» **ТЕКСТ ДЛЯ ИЗУЧЕНИЯ**
Баасовцы заставили совершенно обнаженных узников-мужчин наклониться. Едва те коснулись колен руками, как надзиратели – Никбат, Старый Сержант и другие, кроме Кейса и Хасана, сели на них верхом, а несколько других охранников подгоняли их кабелем и заставляли в таком виде делать круги на глазах у их жен и детей. Когда они проходили мимо стола охранника, женщины с мольбой в голосе говорили: «Ей-Богу, это – ужасно, это – грешно, это – непозволительно!».

Я закрывала глаза и с силой сжимала веки. Не могла поверить своим глазам. Я спрашивала себя: «Не видение ли это? Неужели то, что я вижу, – действительность?» Объятая ужасом, я призвала в свидетели глаза Фатимы. Затем я обратилась к ней со словами: «Фатима! Давай закричим! Какая низость! Эти бессовестные и бесчестные подонки глумятся над человеческим достоинством!» Фатима ответила: «Держи себя в руках, не забывай, где мы находимся, здесь – спецтюрьма».

Поскольку женщины были на большом расстоянии от нас, мы не понимали, что там происходит.

Никакие доводы в мире не могли оправдать подобные зверства и низость. Совершение какого греха должно было повлечь за собой подобное наказание? Куда делась гуманность? Само пребывание в застенках – это страдание, единственным спасением от которого является свобода. Так почему же с этими пленными должны поступать подобным образом? Я желала, чтобы этой щели не было, тогда я не стала бы свидетелем подобных сцен глумления над человеческим достоинством. Мне хотелось найти в этих людях хоть каплю гуманности. От увиденных безжалостных и бесчеловечных действий баасовцев я пережила дикое волнение и шок, и в этой буре депрессивных эмоций меня, как разбитую лодку, бросало по мятежным волнам разбушевавшегося океана. В камере воцарилось гробовое молчание, и неописуемый ужас овладел нами. Никто из нас не мог вымолвить ни слова, ибо любое слово означало бы сумасшествие. Сцена, увиденная нами, была настолько унизительной, что нам было стыдно даже заново прокручивать ее в голове. Принимая во внимание всю гнусность и низменность врага, было чудом, что мы оставались живыми и невредимыми. Эта сцена приподнимала завесу со многих неопределенностей и давала ответы на наши вопросы, такие как «где мы?», «с кем мы имеем дело?» и «какая участь нас ждет?» Возможно, мы тоже стояли в очереди за смертью. Я вопрошала: «Как уберечь мне душу от этого безжалостного насилия?» Никто из тех, кто находится здесь, не может избежать своей горькой участи. Как части одной мозаики, я собрала все картины, увиденные мной за время пребывания в этих застенках, и конечная картина, изображающая суть баасовцев, оказалась до ужаса уродливой и омерзительной.

» **ЗАДАНИЕ**
Перепечатайте дословно отрывок из текста для изучения: начните с места, где стоят слова «Я закрывала глаза», и закончите после слов «что там происходит.».

Данные о расположении точек:
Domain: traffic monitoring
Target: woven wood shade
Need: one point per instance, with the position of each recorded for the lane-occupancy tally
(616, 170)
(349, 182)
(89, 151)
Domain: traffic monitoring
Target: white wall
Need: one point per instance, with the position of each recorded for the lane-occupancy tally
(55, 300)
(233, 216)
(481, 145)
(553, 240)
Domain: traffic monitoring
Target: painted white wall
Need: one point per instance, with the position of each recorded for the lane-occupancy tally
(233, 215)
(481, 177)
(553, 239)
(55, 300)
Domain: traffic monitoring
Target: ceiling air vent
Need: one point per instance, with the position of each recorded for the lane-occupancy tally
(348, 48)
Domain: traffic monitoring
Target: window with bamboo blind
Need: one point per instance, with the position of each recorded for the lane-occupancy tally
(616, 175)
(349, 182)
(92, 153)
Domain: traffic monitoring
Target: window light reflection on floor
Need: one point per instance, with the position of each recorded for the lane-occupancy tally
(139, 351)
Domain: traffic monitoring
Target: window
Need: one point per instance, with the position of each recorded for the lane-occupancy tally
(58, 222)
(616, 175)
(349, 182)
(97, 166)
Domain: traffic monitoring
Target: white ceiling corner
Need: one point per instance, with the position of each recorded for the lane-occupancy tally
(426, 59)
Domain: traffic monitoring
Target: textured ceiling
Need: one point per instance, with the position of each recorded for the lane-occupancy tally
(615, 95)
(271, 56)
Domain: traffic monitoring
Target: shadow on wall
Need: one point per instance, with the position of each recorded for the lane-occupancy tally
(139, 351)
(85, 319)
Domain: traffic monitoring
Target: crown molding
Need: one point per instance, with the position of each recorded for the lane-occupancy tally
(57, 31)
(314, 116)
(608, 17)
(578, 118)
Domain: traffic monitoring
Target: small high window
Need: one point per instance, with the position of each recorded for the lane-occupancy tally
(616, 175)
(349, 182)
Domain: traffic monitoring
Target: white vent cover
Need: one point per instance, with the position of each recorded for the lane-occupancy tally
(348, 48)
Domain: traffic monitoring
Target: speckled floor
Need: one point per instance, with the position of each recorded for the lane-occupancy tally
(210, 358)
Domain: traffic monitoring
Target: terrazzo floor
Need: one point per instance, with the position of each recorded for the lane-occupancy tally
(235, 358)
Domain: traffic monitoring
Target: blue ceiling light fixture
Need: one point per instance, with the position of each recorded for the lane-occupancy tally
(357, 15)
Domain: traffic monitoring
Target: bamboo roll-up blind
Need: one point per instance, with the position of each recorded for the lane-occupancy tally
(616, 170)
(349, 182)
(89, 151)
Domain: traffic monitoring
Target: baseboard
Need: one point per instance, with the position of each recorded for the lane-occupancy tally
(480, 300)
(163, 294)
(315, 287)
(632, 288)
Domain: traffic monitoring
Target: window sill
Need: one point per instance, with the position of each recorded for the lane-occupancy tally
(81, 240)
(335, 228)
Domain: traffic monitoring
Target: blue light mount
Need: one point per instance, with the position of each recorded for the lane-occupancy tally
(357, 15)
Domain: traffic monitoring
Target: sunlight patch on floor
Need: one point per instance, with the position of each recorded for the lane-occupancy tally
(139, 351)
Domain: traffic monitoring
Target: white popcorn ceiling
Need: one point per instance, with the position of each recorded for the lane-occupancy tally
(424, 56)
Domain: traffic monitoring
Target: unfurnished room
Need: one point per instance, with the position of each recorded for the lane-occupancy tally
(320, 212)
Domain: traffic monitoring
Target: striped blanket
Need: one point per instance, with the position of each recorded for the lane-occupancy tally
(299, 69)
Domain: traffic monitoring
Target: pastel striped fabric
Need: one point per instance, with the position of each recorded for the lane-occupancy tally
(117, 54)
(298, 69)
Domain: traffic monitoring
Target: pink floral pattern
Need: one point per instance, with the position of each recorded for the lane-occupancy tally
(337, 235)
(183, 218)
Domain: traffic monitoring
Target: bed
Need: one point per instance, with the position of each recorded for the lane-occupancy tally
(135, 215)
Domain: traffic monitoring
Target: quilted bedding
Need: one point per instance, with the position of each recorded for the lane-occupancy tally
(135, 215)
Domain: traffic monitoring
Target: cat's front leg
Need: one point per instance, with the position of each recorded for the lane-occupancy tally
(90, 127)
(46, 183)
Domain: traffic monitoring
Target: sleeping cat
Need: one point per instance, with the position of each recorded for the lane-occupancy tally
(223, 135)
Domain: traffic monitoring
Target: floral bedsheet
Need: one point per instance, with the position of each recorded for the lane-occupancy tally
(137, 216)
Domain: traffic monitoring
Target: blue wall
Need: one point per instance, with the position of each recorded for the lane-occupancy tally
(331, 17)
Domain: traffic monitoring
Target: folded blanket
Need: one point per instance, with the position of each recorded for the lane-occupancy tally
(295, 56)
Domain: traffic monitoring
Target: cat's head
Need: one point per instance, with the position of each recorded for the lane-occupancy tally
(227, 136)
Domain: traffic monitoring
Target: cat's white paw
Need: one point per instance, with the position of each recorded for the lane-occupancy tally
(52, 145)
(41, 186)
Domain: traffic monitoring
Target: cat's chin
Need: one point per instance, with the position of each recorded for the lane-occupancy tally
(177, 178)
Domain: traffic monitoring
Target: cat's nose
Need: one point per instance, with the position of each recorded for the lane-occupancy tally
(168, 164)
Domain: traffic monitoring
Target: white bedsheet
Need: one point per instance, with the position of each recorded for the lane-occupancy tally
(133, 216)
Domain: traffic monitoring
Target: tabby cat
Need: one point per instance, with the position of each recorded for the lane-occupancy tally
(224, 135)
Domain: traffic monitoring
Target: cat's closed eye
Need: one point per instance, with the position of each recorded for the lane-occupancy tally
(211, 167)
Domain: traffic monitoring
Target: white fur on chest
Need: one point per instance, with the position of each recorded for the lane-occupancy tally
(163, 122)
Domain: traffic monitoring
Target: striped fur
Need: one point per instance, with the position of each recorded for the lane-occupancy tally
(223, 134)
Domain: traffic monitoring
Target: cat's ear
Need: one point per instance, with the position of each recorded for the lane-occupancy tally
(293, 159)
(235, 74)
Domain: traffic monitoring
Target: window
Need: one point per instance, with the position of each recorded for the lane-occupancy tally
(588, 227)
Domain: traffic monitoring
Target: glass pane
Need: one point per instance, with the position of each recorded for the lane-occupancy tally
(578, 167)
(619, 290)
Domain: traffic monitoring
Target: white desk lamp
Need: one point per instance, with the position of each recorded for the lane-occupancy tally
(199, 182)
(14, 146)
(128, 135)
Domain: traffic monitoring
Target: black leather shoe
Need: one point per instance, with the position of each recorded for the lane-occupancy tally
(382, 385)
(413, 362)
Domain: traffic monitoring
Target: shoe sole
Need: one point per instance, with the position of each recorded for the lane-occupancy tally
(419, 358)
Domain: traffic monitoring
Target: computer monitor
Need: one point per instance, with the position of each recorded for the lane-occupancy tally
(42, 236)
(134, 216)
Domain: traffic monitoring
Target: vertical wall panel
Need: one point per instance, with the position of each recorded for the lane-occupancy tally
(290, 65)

==

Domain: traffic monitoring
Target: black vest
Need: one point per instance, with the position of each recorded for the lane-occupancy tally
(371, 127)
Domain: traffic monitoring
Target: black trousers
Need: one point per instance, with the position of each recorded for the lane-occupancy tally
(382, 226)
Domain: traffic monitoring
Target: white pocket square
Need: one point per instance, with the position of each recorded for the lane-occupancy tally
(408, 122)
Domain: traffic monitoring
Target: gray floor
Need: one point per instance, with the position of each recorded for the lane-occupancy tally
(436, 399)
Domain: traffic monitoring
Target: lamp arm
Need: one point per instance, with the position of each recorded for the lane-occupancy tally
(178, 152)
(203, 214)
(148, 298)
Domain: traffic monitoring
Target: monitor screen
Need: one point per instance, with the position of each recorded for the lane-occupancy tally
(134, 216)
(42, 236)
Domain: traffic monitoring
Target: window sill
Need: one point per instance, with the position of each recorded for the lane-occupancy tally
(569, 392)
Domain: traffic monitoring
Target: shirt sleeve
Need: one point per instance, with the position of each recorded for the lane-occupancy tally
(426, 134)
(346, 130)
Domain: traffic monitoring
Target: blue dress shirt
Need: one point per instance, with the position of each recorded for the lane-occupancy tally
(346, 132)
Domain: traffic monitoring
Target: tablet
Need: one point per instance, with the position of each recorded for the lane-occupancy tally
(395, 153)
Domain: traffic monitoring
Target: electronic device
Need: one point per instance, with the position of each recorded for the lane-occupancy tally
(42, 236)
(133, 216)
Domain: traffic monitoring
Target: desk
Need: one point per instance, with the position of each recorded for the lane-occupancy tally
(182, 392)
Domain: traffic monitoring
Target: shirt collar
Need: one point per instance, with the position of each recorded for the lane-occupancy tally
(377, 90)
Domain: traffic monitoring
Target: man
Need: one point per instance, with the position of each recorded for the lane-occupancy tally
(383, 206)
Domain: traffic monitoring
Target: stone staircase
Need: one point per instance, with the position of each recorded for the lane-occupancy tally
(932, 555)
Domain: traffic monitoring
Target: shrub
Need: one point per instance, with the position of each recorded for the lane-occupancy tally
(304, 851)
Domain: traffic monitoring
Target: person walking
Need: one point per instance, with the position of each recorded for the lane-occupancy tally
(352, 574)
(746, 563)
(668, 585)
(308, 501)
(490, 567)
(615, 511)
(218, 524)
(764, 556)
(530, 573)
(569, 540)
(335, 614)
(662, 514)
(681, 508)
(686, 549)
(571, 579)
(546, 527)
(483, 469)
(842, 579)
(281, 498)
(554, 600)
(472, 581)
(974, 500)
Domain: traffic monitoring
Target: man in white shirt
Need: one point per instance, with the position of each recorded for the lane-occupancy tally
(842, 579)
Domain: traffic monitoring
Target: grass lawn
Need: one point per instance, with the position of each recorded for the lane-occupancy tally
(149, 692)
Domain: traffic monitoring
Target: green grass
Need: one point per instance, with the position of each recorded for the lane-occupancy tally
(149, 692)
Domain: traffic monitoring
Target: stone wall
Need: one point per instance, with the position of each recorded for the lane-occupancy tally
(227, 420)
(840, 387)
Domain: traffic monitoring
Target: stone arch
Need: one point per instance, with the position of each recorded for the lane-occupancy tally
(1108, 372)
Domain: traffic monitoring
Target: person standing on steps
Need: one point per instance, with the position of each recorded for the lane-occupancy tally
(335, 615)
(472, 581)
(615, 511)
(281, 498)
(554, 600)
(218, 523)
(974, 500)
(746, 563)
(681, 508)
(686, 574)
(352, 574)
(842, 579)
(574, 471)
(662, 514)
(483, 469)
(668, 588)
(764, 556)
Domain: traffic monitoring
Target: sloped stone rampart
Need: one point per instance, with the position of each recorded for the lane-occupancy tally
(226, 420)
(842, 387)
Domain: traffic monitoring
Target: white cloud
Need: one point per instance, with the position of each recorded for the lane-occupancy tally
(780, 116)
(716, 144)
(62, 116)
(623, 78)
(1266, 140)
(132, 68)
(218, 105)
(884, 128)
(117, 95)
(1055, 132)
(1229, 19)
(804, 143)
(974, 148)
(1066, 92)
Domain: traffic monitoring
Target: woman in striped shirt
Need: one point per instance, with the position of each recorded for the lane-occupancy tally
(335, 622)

» **ОТВЕТ**
Я закрывала глаза и с силой сжимала веки. Не могла поверить своим глазам. Я спрашивала себя: «Не видение ли это? Неужели то, что я вижу, – действительность?» Объятая ужасом, я призвала в свидетели глаза Фатимы. Затем я обратилась к ней со словами: «Фатима! Давай закричим! Какая низость! Эти бессовестные и бесчестные подонки глумятся над человеческим достоинством!» Фатима ответила: «Держи себя в руках, не забывай, где мы находимся, здесь – спецтюрьма».

Поскольку женщины были на большом расстоянии от нас, мы не понимали, что там происходит.